• **Exercise task**:
Could you reproduce all of the data below word for word, leaving the pictures out of your answer?

Stored dataset entries:
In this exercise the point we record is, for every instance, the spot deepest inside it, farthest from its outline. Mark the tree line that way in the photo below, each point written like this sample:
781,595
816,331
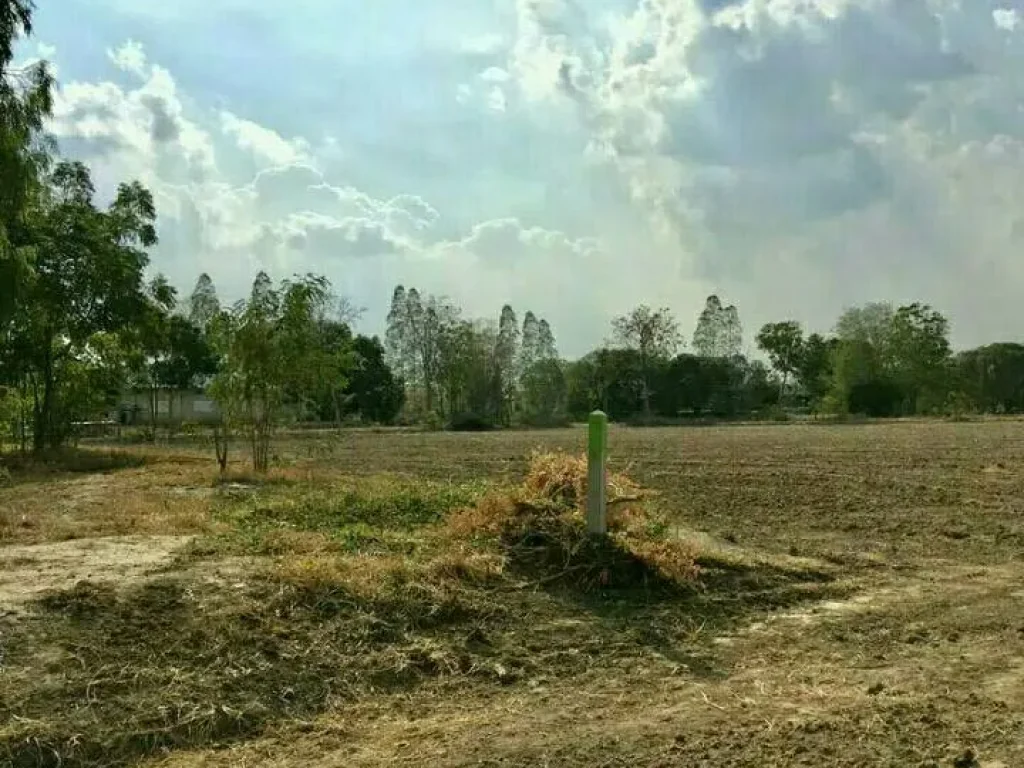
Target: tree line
82,322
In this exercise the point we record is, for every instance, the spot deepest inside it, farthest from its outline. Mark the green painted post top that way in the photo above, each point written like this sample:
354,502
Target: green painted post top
597,442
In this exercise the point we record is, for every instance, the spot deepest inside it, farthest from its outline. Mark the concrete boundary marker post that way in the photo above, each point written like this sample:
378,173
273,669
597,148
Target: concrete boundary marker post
597,481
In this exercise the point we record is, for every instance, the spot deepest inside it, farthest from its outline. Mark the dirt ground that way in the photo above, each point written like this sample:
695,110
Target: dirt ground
871,613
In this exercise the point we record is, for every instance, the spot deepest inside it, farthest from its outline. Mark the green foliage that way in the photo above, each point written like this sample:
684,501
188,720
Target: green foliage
992,377
373,390
891,363
654,336
719,333
85,284
544,394
783,343
273,355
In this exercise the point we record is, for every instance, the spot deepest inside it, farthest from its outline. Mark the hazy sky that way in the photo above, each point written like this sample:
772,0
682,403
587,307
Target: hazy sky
572,157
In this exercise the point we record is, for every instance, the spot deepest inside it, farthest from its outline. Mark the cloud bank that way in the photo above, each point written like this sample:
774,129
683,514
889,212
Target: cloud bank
578,158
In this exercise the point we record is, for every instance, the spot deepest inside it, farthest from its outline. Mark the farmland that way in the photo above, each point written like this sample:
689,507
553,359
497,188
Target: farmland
860,602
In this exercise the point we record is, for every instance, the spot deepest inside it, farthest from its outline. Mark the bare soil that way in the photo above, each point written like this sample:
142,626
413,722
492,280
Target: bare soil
863,605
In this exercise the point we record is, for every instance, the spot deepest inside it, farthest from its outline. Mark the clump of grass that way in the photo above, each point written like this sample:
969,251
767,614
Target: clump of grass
352,515
541,529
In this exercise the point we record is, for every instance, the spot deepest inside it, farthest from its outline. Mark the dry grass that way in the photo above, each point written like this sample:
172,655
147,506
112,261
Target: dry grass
541,527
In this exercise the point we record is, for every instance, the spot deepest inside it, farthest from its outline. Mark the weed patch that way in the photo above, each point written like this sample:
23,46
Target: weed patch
541,528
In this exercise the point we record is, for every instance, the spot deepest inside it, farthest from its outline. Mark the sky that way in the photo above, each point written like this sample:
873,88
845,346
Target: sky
576,158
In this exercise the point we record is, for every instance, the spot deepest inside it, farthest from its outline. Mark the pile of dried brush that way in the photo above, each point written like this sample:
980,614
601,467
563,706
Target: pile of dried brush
541,529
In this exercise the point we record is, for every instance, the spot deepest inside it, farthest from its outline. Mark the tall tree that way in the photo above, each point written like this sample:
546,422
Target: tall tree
88,267
783,343
653,335
26,101
506,354
529,351
273,353
373,390
204,305
718,333
546,347
396,336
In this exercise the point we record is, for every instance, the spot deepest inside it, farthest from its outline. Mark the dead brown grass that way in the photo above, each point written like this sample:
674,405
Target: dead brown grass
356,630
541,527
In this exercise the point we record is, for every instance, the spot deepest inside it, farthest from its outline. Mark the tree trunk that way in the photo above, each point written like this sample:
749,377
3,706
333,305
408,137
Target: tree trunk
221,438
43,435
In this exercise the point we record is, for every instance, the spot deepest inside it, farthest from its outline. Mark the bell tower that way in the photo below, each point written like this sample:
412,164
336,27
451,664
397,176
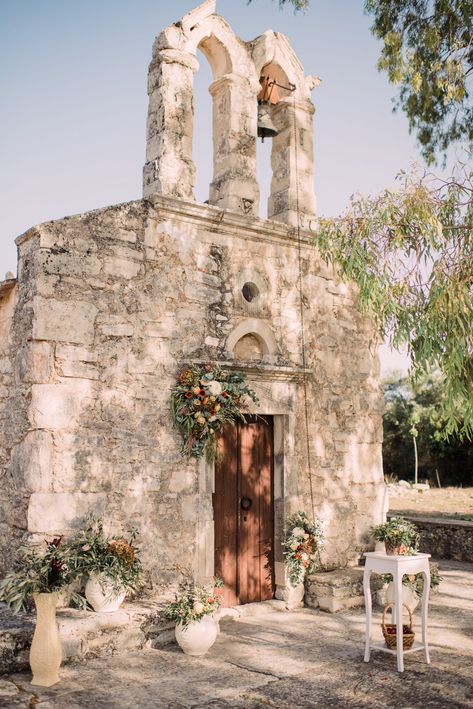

• **Completed task**:
In this exercise the point we record is, for every instance, the spot deepest inside it, farthest from its outline. Mark the tree line that way in the photo below, each point written like this sample:
781,595
816,331
Target: tree line
82,322
In this exercise the point we record is, for every instance, the spot deepest inside it, farthest from its outline. Mark the green painted post top that way in the photo above, each point written like this sample:
354,502
Target: green painted post top
597,442
In this exercise the point we record is, for every instance, the spot deepest inside it, farthest from its outline. Mark the concrete boundary marker post that way in the photo above, each point written like this sample:
378,173
273,669
597,148
Target: concrete boundary marker post
597,481
In this exercise the point we record is, for every instance, the spot deepest inside it, farthest from its outline. Mark the dirt ground that way in the photo above, each point written like this sample:
695,110
Target: dirt ground
871,613
In this exercise the point we record is, for every instance, the spot deepest inside it, farthest from its outline. Mark the green foliage that way in the photo above, each point written like this sample:
684,501
188,720
Target: green foliage
992,377
373,390
891,363
654,336
719,333
85,284
544,394
783,343
273,355
In this exercise the point we record is, for every instance, the spot deepest inside it, farthest from its outline. Mark the hazy sky that way in the photo above, each point written like this sample:
772,0
682,403
587,307
Target: hazy sky
572,157
In this exercise the point we record is, for every instance, the spot deepest inside it, farthest from its outline. Mark the cloud bank that way in the photo above, each point written like this sample:
774,129
683,514
889,212
Target: cloud bank
578,158
In this exercise the point we record is, for every instance, the spot deepest inside it, farthest from its outline. Mark the farmland that way in the photo above, each point written like this sample:
689,507
553,359
497,188
Target: farmland
860,602
In this exercise the point we record is, for every instance, the spot deepest inside it, farthest from its outline. Mark the bare soil that way in the photo above, each point written like this sample:
142,626
413,722
492,280
Target: bare soil
863,605
In this exercise the point we record is, for every instance, the spot deepest inside it, farthest from its outline. Mark the clump of grass that way in the photo above, each point written like this sample:
969,251
767,614
Target: clump of grass
352,515
541,529
In this exercise the point we record is, for every instance, the spot deepest inside it, farthest from its outline. Mark the dry grass that way in the photo above, each point written like this sample:
172,655
147,506
112,261
Target: dry grass
541,527
In this exercise the point we record is, for every instance, the spot deepest inside it, farthest from its outline. Mark the weed patch that way in the photo above, each point written like this sample:
23,46
Target: weed patch
541,528
In this exercise the point we record is, for every instance, the spot deepest inside it, farthest from its outline. Mark the sky that way in the photo above, each point written like this sample:
873,88
845,346
Target: sky
576,158
In this exercise the point we record is, for every instance, the spot deepest inside it, farthest from its outline. Mark the pile of dried brush that way in the photo above, each point written like this sample:
980,614
601,467
563,706
Target: pile of dried brush
541,529
In this exercise the point we record is, for every instance, the spot deepest inside it, farthest from its outline. Mark the tall tree that way in the photo above, each point written like this sample:
546,422
Target: tall tree
88,267
783,343
653,335
26,101
506,354
529,351
273,353
373,390
204,305
718,333
546,347
396,336
In this exercise the point we record is, for every instance, the spot deepest inside it, farthest from its outline. Mark the dead brown grass that way in the photo above, each point written like this sample:
674,405
Target: dead brown grass
356,630
541,527
In this exercise the point we record is, for every instance, the spot deepest inside it, farthest from its outline. Mark the tree trunk that way in the photo above, each point written like this sample:
749,377
3,706
333,305
408,137
Target: tree trunk
221,438
43,435
In this exercise the point we record is, for every instance, the spot deepest inside it, farthest from its outline. Mark the bell tower that way in the photo below, each point written like this sample:
412,164
336,27
451,664
397,176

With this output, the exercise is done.